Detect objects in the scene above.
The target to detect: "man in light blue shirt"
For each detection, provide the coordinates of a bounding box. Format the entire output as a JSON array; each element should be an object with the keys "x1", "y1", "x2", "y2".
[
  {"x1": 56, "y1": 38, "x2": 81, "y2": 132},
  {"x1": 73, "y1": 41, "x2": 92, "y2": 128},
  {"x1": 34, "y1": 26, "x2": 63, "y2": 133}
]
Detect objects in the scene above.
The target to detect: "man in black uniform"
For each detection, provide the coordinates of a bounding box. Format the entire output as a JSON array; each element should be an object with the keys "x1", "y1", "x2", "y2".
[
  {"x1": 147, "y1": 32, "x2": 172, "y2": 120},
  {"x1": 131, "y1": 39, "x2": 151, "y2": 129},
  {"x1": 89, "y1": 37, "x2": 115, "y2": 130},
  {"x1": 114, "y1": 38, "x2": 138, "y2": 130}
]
---
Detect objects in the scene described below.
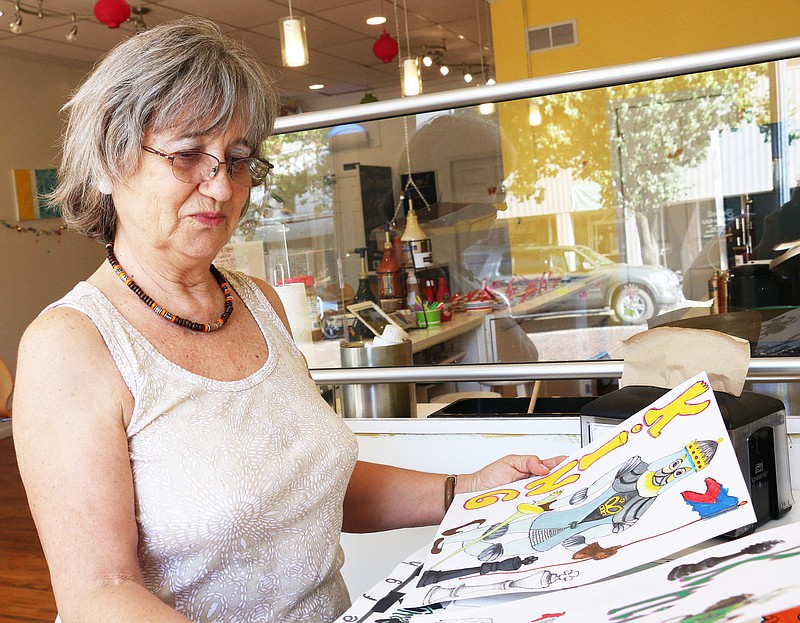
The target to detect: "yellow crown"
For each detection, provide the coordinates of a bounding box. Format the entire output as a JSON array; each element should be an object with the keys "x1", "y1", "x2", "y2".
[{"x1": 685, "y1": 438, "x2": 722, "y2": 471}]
...
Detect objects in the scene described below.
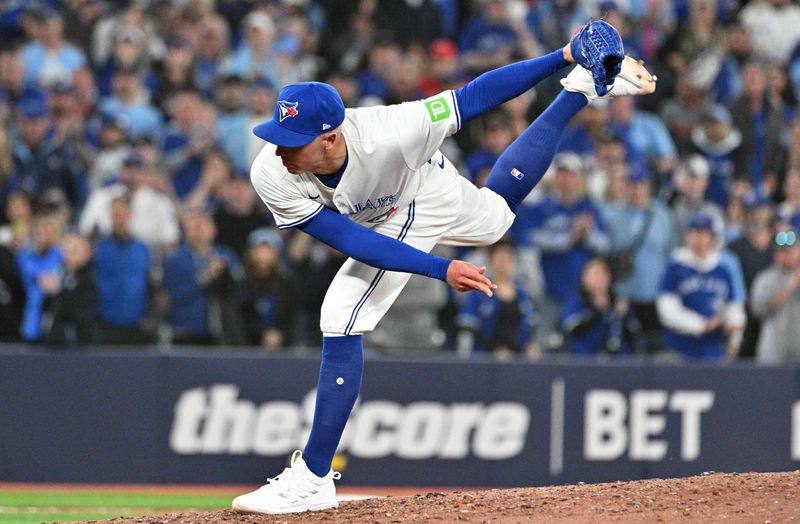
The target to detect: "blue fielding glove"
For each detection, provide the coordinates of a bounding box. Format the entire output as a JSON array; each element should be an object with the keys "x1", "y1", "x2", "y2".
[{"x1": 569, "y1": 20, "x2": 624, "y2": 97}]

What to work on
Within the material above, find the lines that contain the word "blue"; copy them.

Response area
The target to detect: "man in light blue shirt"
The target to detect: "blue fielding glove"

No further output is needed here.